- _Texto de leitura_:
------------------------------------------------------------
Cabe, ainda, explicitar que a pretensão, enquanto vontade do autor, é exteriorizada através do "pedido". O pedido tem um significado próprio no Direito Processual. Não se julga o direito de ação, mas sim o pedido. A ação é admissível ou não, enquanto o pedido é procedente ou não. Em outras palavras, o pedido materializa a pretensão, documenta a pretensão. Ele é que delimitará o "thema decidendum". Entretanto, na ação penal condenatória, tal delimitação será efetivada através da imputação do "fato principal". Não se deve confundir pedido com meros requerimentos ou manifestações sobre o mérito, em alegações das partes ou em pareceres.

Seguindo explicitando o nosso pensamento, damos o nosso conceito de processo: para nós, processo é um conjunto de atos jurídicos, regulados pela lei processual, organizados de forma sistemática e teleológica, através dos quais a atividade jurisdicional se desenvolve para satisfação da pretensão do autor. Usamos aqui o termo “satisfação” no sentido de Guasp, não significando que o autor será atendido, mas terá seu pedido examinado pelo Poder Judiciário, em uma atividade substitutiva.

Entendemos que o processo não é uma relação jurídica, mas cria a relação jurídica, vinculando os sujeitos que nele atuam. Não trabalhamos com o conceito de lide, que pode existir ou não, mas trabalhamos sempre com a idéia de pretensão. Não existindo pretensão, não haverá ação, processo e jurisdição. Podemos ter sim a chamada jurisdição voluntária, onde encontramos requerimento, procedimento e atividade judicial (não jurisdicional).

Finalmente, temos entendido que o processo é uma categoria autônoma, descabendo enquadrá-lo em outras categorias cunhadas pela Teoria Geral do Direito. Em resumo, processo é processo e não relação jurídica. Processo cria a relação jurídica. Neste particular, recebemos a adesão do excelente professor e desembargador Alexandre Câmara, no trabalho publicado na segunda edição do livro “Tributo a Afranio Silva Jardim”, Lumen Juris, 2014, p.33/40. Para melhor detalhamento do que acabamos de sustentar, peço licença para remeter o leitor ao nosso trabalho intitulado “Reflexão teórica sobre o processo”, o qual se tornou o capítulo do livro Direito Processual Penal, Estudos e Pareceres, p.21/52, agora em 13.edição, publicado pela Lumen Juris, em 2014, que conta com a co-autoria do amigo, excelente magistrado e professor Pierre Souto Maior Amorim.
------------------------------------------------------------
- _Material fornecido_:
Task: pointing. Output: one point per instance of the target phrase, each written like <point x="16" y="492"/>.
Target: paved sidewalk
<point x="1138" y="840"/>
------------------------------------------------------------
- _Exercício breve A_:
Verifique se cada afirmação a seguir está de acordo com o texto sobre processo e pretensão. Responda sim ou não e cite literalmente o trecho do texto que decide cada caso.
(i) O pedido delimita o "thema decidendum".
(ii) O texto afirma que o processo é uma relação jurídica.
(iii) Na jurisdição voluntária, a atividade do juiz é qualificada como jurisdicional.
- _Exercício breve B_: Escreva a continuação do texto sobre processo e pretensão a partir de sua última frase.

- _Resultado da tarefa A_:
(i) Sim: «Ele é que delimitará o "thema decidendum"».
(ii) Não: «Entendemos que o processo não é uma relação jurídica, mas cria a relação jurídica».
(iii) Não: «atividade judicial (não jurisdicional)».

- _Resultado da tarefa B_:
Desta forma, sendo o direito de ação uma categoria diversa do processo, até porque a primeira só existe no plano ideal e a segunda surge no mundo físico, não vejo como alguns possam misturar ou confundir os pressupostos do processo com as condições para o exercício do direito de ação e mesmo com o pressuposto da existência deste direito (pretensão). Embora todos tenham de ser examinados lógica e cronologicamente antes do mérito, eles se relacionam com categorias processuais absolutamente distintas. Lamentavelmente, os nossos tribunais costumam confundir estas categorias.

Voltando ao tema central deste nosso estudo, salientamos, mais uma vez, com apoio na melhor doutrina, da qual Hélio Tornaghi foi um dos pioneiros, que as chamadas condições da ação não são condições para a existência do direito de ação, mas sim para o seu regular exercício. Vale dizer, mesmo que falte uma destas condições, teremos ação, processo e atividade jurisdicional, entretanto, a pretensão do autor não será apreciada (mérito).

Por outro lado, cabe salientar, que na falta de um pressuposto de existência do processo, não teremos atividade jurisdicional e coisa julgada. Na falta de um pressuposto de validade do processo, fica contaminada a validade dos atos processuais (plano da eficácia), acarretando a sua nulidade. A rigor, para nós, no processo, não haveria nulidade, mas sim anulabilidade, pois enquanto o ato processual não é desconstituído por decisão judicial, ele produzirá efeitos, os quais a coisa julgada material poderá até torná-los perenes.

Feitas estas observações teóricas e introdutórias, vamos passar a sustentar a existência de mais uma condição para o regular exercício da ação penal, civil e trabalhista. Importa ressaltar que se trata de mais uma condição genérica, pois não vamos cuidar das chamadas condições específicas, criadas pela lei processual para situações peculiares. Julgo necessário mais um esclarecimento, específico para o Direito Processual Penal.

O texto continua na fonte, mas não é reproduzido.